--- Task to complete ---
Return each line of the data below that contains the word "light", copied in full.

--- Material for this exercise ---
━━━

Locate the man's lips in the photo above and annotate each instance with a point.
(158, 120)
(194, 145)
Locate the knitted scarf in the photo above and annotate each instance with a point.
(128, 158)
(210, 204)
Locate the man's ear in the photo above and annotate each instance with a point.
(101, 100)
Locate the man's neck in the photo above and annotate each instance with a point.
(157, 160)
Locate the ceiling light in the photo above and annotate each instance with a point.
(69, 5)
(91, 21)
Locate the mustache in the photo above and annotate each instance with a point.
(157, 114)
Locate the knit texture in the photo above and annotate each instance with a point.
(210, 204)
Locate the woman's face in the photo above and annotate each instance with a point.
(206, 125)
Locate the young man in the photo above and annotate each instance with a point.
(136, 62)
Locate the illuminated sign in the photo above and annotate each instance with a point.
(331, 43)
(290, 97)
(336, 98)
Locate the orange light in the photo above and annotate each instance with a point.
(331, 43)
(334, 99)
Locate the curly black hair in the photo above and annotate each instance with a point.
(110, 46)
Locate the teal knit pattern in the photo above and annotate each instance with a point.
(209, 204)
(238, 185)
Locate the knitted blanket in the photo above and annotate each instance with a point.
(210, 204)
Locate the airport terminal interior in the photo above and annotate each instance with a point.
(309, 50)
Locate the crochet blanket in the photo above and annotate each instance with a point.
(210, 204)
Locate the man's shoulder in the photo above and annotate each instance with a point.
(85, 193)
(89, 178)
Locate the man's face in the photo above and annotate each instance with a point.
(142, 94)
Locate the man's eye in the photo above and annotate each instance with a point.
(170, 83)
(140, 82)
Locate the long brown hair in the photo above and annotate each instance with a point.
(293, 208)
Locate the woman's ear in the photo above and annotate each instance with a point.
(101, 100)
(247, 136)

━━━

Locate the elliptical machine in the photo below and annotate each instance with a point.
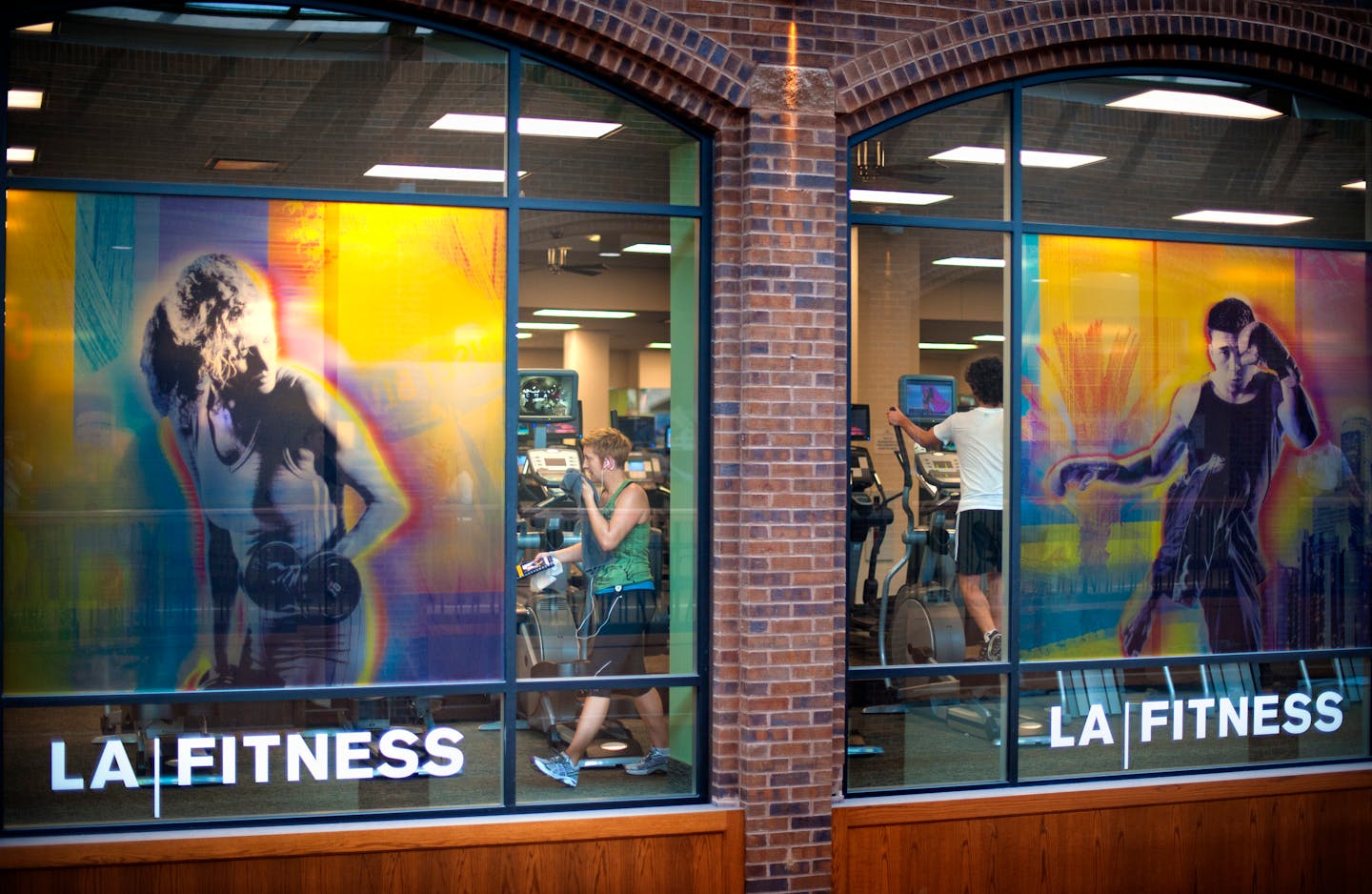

━━━

--- Result ---
Locate the ceiling light in the photo above and annotate each instance with a point.
Locate the orange light in the photo above and annotate each instance with a point.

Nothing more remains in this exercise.